» **DIRECTION**
Recast the stretch of data from the line containing "trace the outline of every instance of the dew-covered" through the line containing "210L168 258L172 258L177" as a Markdown table with the columns Row and Line, one row per line and blank lines omitted.

» **RECORDS SUPPLIED**
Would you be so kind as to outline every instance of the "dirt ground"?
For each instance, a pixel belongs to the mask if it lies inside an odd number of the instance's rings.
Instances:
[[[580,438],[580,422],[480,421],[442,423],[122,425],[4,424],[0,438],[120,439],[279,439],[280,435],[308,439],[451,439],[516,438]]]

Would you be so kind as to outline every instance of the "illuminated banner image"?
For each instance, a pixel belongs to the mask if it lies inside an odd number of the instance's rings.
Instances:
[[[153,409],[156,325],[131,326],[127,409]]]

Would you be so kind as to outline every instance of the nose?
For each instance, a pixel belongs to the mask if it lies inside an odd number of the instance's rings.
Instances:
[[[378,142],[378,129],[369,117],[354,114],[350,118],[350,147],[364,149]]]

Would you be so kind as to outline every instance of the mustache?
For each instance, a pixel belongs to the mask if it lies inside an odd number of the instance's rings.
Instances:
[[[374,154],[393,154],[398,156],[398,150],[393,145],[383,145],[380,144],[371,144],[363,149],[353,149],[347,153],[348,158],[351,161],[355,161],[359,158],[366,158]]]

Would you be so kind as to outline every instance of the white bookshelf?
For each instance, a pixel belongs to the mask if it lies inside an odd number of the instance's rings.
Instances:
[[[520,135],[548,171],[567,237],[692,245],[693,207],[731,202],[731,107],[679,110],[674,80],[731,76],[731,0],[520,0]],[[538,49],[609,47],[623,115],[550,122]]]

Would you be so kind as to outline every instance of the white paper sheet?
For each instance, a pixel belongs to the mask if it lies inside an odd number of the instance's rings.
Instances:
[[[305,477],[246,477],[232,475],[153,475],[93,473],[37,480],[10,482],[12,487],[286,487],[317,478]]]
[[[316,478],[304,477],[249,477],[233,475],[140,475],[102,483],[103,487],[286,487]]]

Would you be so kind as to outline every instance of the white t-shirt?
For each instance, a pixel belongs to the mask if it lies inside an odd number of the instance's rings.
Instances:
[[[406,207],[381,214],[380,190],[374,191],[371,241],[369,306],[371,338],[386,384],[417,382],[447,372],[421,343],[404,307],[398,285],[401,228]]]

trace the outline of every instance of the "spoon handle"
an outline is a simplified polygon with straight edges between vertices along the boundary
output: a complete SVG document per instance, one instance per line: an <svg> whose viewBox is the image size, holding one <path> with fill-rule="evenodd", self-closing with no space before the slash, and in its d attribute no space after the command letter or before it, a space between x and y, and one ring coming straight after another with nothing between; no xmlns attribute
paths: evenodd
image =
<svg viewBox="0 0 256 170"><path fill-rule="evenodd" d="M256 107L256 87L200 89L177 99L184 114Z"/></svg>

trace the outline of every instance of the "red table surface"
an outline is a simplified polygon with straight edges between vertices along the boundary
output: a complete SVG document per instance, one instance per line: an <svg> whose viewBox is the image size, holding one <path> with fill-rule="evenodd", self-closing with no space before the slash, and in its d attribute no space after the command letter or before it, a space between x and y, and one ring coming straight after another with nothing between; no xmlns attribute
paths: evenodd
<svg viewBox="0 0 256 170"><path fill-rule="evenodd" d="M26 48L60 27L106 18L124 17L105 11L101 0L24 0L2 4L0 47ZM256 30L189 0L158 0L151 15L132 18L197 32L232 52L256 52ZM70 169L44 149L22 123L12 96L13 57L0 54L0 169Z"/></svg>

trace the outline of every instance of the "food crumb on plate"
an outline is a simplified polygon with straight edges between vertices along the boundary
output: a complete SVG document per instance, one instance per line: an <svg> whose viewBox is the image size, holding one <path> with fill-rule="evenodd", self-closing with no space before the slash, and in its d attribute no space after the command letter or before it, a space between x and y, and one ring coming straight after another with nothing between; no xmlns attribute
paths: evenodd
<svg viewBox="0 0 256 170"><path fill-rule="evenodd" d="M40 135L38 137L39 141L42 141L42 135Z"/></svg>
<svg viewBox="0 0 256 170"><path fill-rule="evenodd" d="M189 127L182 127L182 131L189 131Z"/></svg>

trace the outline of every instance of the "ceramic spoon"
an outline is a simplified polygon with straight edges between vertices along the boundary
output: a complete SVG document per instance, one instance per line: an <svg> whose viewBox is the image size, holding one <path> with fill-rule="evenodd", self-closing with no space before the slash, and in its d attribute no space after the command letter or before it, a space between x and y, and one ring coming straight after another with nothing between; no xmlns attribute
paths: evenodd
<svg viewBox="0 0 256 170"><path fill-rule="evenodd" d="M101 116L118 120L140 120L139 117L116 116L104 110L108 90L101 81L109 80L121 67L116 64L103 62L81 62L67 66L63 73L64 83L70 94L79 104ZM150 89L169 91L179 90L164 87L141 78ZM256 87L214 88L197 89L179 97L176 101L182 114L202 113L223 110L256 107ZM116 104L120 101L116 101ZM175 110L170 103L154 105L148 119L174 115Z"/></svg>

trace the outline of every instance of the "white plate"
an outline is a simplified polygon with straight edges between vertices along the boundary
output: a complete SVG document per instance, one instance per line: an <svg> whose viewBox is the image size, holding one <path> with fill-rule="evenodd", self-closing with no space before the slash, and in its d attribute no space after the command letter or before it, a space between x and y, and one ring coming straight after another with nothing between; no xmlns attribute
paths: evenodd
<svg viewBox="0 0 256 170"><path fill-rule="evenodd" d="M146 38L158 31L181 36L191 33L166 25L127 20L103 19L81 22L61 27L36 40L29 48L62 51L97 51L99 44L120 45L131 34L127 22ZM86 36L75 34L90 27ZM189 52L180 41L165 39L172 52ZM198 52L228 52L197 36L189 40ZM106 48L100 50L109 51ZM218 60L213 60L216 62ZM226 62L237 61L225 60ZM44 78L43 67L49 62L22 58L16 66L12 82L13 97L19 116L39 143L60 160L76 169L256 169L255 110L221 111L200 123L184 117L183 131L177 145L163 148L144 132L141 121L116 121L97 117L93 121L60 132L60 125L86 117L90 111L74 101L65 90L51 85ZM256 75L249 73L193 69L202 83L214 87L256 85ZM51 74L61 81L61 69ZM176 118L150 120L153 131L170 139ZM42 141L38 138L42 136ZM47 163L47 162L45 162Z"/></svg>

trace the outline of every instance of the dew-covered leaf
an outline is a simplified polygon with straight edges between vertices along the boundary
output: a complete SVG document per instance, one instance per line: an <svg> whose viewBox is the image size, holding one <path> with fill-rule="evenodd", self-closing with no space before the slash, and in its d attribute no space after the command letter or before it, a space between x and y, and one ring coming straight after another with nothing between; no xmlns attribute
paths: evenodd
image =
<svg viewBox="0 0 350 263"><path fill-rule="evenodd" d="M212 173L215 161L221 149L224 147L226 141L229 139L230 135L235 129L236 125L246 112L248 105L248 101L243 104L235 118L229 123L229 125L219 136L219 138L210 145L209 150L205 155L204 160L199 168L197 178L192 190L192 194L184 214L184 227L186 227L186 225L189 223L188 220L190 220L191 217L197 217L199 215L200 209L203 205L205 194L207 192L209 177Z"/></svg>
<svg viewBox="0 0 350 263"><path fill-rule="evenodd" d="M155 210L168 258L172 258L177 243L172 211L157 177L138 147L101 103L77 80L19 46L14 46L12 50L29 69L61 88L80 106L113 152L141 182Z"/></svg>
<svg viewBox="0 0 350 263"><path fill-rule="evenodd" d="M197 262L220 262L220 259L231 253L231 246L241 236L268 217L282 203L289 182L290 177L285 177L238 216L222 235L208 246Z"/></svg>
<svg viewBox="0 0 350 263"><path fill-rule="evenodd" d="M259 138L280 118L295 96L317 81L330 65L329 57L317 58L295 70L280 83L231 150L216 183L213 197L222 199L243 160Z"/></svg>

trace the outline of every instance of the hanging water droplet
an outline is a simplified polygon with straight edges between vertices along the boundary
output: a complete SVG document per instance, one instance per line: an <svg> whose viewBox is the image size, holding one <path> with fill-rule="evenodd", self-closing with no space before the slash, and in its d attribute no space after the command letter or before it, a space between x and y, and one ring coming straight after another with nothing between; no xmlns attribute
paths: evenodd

» **SOLUTION TO THE EXERCISE**
| Row | Line |
|---|---|
| 1 | trace the outline of every instance of the dew-covered leaf |
| 2 | an outline is a simplified polygon with straight edges between vertices along the boundary |
| 3 | output: a complete SVG document per instance, one instance per line: an <svg> whose viewBox is the image size, holding one <path> with fill-rule="evenodd", self-closing with no space before the slash, and in its d attribute no space after the command letter or before it, a space between x and y, and one ring coming straight after another with nothing between; no xmlns attribute |
| 4 | paths: evenodd |
| 5 | image = |
| 6 | <svg viewBox="0 0 350 263"><path fill-rule="evenodd" d="M212 173L215 161L221 149L224 147L226 141L229 139L230 135L235 129L236 125L246 112L248 105L248 101L243 104L235 118L229 123L229 125L219 136L219 138L210 145L209 150L205 155L204 160L199 168L197 178L192 190L192 194L184 214L184 227L186 227L186 225L189 223L188 220L190 220L191 217L197 217L199 215L200 209L203 205L205 194L207 192L209 177Z"/></svg> |
| 7 | <svg viewBox="0 0 350 263"><path fill-rule="evenodd" d="M155 210L168 258L172 258L177 243L172 211L157 177L138 147L101 103L77 80L19 46L14 46L12 50L29 69L61 88L80 106L113 152L141 182Z"/></svg> |